:: Passage ::

[start]

Vignettes of Ruin and...

Dormis, Somnia & Obscura (the Sisters of Sleep)

In The Nightmare on February 12, 2011 at 8:48 pm

Dormis. Somnia. Obscura. Grant me restful and restorative sleep so that I may comfortably inhabit this body when I wake, amen.

And then it happens. I cease to exist in the physical world. I don’t even recall leaving it. But the bonds of flesh and bone have been transcended and I am carried, weightless, on the back of a black bottomless ocean. I am not cold or hot. My desires do not exist here, so I am at peace. I can breathe without burden. Everything I have ever known has ceased to be, and I have never felt more free.

The greatest gift Dormis can grant us is a dreamless sleep.

All Dormis requires in exchange, is that we submit to her world every night, for a few hours. When she calls us and wraps herself around our limbs, making them heavy, we should obey and give up the fight to stay open-eyed. When she passes her dry hands over our eye-lids, we do not make ourselves a cup of coffee and defy her, just so we can stay up all night watching films and playing games and even reading books.

Otherwise, she will banish us. This happened to me several times before. When I tried to return, she sent her sister, Somnia, to bar my path. She kept jolting me awake. When I tried to relax, she sent shots of nerves through me. Then she would not even let me close my eyes. I watched a starry night turn into a cloudless blue sky and back again. I watched the shadows of trees across the drawn curtains, their naked branches like fingers reaching through an invisible divide, beckoning. I lay there, growing more and more frustrated. If I knew which door to take, I would take it!

Dormis, Somnia, let me in, let me in, LET ME IN!!

And equally, when it is time to leave the realm of Dormis, we should not out-stay our welcome. Others must be allowed to take their turn, as the veil of night falls across the face of the Earth.

[end]

:: Provided data ::
[start]

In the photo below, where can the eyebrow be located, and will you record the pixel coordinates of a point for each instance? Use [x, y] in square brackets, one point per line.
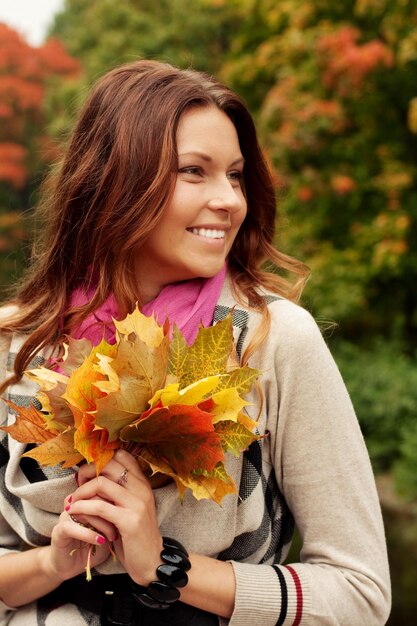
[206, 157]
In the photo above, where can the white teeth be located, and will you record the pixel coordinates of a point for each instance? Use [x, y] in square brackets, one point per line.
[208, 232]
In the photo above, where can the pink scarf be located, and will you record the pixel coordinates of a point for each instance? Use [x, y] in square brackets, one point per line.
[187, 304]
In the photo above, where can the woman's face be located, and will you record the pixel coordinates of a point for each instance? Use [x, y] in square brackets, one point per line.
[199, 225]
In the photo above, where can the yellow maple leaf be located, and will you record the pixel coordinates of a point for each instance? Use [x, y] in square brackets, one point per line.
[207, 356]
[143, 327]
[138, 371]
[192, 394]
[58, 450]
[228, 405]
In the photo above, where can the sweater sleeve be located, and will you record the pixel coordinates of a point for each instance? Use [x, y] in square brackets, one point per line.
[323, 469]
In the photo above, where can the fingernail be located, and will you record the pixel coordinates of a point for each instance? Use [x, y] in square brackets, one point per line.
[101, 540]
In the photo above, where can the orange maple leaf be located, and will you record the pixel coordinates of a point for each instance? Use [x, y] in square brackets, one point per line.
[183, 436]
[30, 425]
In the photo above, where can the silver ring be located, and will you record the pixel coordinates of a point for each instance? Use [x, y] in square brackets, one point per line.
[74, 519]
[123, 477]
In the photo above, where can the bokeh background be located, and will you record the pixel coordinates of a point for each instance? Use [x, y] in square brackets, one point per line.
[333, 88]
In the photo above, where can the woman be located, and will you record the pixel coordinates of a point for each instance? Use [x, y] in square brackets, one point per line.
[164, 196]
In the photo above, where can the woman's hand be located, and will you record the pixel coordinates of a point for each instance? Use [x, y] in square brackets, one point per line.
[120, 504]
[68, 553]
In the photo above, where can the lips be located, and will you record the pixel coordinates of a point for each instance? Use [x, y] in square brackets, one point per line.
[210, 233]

[end]
[start]

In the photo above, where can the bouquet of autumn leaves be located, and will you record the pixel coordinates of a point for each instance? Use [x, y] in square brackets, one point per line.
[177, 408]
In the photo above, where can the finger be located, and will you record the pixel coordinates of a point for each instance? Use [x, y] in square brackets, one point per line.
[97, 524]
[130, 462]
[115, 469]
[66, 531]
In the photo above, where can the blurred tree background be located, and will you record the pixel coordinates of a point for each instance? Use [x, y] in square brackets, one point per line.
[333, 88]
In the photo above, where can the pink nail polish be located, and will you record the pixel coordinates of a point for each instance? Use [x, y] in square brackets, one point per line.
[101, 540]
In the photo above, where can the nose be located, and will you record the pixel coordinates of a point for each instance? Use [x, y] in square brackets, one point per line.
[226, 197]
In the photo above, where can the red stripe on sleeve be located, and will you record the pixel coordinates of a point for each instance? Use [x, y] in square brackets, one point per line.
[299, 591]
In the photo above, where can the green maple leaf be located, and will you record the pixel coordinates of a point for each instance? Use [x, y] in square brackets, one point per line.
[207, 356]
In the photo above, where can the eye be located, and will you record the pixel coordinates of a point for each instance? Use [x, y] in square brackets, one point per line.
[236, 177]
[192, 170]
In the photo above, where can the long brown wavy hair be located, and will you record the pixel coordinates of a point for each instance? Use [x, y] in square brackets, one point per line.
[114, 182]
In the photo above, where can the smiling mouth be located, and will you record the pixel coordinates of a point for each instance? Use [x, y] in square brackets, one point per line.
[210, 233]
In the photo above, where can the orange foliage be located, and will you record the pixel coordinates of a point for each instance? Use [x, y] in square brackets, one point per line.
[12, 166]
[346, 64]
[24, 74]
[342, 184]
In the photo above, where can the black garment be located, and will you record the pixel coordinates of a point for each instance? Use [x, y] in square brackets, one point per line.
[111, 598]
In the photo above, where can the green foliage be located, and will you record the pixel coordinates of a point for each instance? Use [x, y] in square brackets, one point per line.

[end]
[start]

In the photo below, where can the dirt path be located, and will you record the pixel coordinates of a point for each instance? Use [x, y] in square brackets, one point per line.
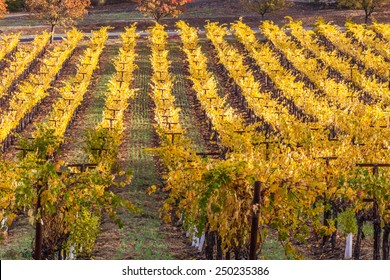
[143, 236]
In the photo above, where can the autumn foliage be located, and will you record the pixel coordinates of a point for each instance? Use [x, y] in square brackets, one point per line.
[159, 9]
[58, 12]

[end]

Could you reproduce the Sisters of Sleep passage from above word for word, from its first line to its last?

:: Response below ::
Vignettes of Ruin and...

Dormis, Somnia & Obscura (the Sisters of Sleep)

In The Nightmare on February 12, 2011 at 8:48 pm

Dormis. Somnia. Obscura. Grant me restful and restorative sleep so that I may comfortably inhabit this body when I wake, amen.

And then it happens. I cease to exist in the physical world. I don’t even recall leaving it. But the bonds of flesh and bone have been transcended and I am carried, weightless, on the back of a black bottomless ocean. I am not cold or hot. My desires do not exist here, so I am at peace. I can breathe without burden. Everything I have ever known has ceased to be, and I have never felt more free.

The greatest gift Dormis can grant us is a dreamless sleep.

All Dormis requires in exchange, is that we submit to her world every night, for a few hours. When she calls us and wraps herself around our limbs, making them heavy, we should obey and give up the fight to stay open-eyed. When she passes her dry hands over our eye-lids, we do not make ourselves a cup of coffee and defy her, just so we can stay up all night watching films and playing games and even reading books.

Otherwise, she will banish us. This happened to me several times before. When I tried to return, she sent her sister, Somnia, to bar my path. She kept jolting me awake. When I tried to relax, she sent shots of nerves through me. Then she would not even let me close my eyes. I watched a starry night turn into a cloudless blue sky and back again. I watched the shadows of trees across the drawn curtains, their naked branches like fingers reaching through an invisible divide, beckoning. I lay there, growing more and more frustrated. If I knew which door to take, I would take it!

Dormis, Somnia, let me in, let me in, LET ME IN!!

And equally, when it is time to leave the realm of Dormis, we should not out-stay our welcome. Others must be allowed to take their turn, as the veil of night falls across the face of the Earth.